## Exercise
Rewrite every line of the items below as a numbered list, omitting blank lines. Leave the pictures out of your answer.
::: Entries supplied
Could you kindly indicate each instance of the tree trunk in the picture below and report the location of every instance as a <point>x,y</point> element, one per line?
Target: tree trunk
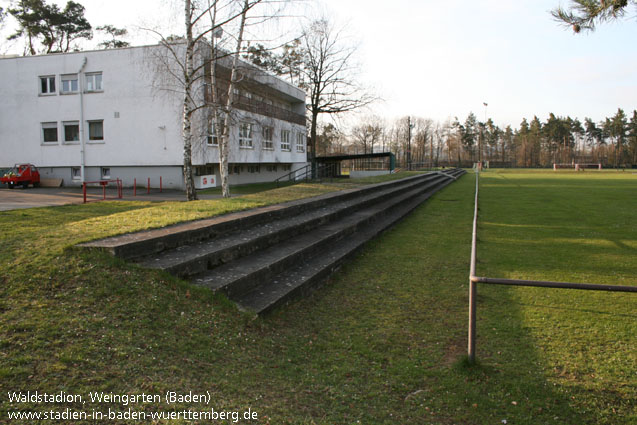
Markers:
<point>224,145</point>
<point>313,141</point>
<point>191,195</point>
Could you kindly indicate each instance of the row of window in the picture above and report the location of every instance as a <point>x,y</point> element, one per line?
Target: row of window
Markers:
<point>203,170</point>
<point>69,83</point>
<point>241,93</point>
<point>76,173</point>
<point>246,138</point>
<point>71,131</point>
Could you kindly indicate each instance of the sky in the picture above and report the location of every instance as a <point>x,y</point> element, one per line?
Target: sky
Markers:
<point>442,60</point>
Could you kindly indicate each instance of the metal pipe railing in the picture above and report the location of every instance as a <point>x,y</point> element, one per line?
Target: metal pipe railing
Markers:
<point>474,280</point>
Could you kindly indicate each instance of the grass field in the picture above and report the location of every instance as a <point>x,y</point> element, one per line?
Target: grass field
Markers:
<point>381,343</point>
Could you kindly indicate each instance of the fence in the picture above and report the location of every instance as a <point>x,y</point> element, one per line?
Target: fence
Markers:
<point>103,184</point>
<point>474,280</point>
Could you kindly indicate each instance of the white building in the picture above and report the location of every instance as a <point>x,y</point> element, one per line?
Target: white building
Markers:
<point>102,112</point>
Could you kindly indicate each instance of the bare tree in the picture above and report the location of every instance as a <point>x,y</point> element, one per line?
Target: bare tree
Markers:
<point>193,63</point>
<point>368,133</point>
<point>328,73</point>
::::::
## Exercise solution
1. Could you kindly indicate each instance of the tree trunk in the picture below and report the location of every instance as a <point>x,y</point> element, one per line?
2. Target: tree trunk
3. Markers:
4. <point>224,145</point>
5. <point>313,141</point>
6. <point>191,195</point>
7. Could you kindly indicate each instance of the row of window in the picture above and report the location of every instance as a <point>x,y</point> element, one per line?
8. Target: row of window
9. Markers:
10. <point>203,170</point>
11. <point>69,83</point>
12. <point>241,93</point>
13. <point>76,173</point>
14. <point>246,138</point>
15. <point>71,131</point>
16. Could you kindly indicate each instance of the sky in the picture above and report the location of every instance as a <point>x,y</point> element, one per line?
17. Target: sky
18. Markers:
19. <point>442,60</point>
20. Could you kindly indicate each instance of the metal pipe railing in the picture above and report the location of every instance as a <point>x,y</point> element, one per line?
21. Target: metal pipe railing
22. Markers:
23. <point>474,280</point>
24. Could you kindly indicate each instance of the grass field in the picture above and report the location of every instance as a <point>x,y</point> element, one per line?
25. Target: grass field
26. Markers:
27. <point>381,343</point>
28. Could you kindly indicate each instance of the fence in the picture above and report the location of every instance as a <point>x,y</point> element, one per line?
29. Target: fence
30. Markers:
31. <point>103,184</point>
32. <point>474,280</point>
33. Could you kindly indicate each instance of the white building in the picture above and report the location of every instance as a <point>x,y</point> element, one per line?
34. Target: white building
35. Markers:
36. <point>102,112</point>
37. Could you kindly indicate each instance of the bare tree in the picture above and report the location of every instance as a <point>x,y</point> element, one per line?
38. Target: bare tree
39. Markers:
40. <point>193,63</point>
41. <point>368,133</point>
42. <point>328,73</point>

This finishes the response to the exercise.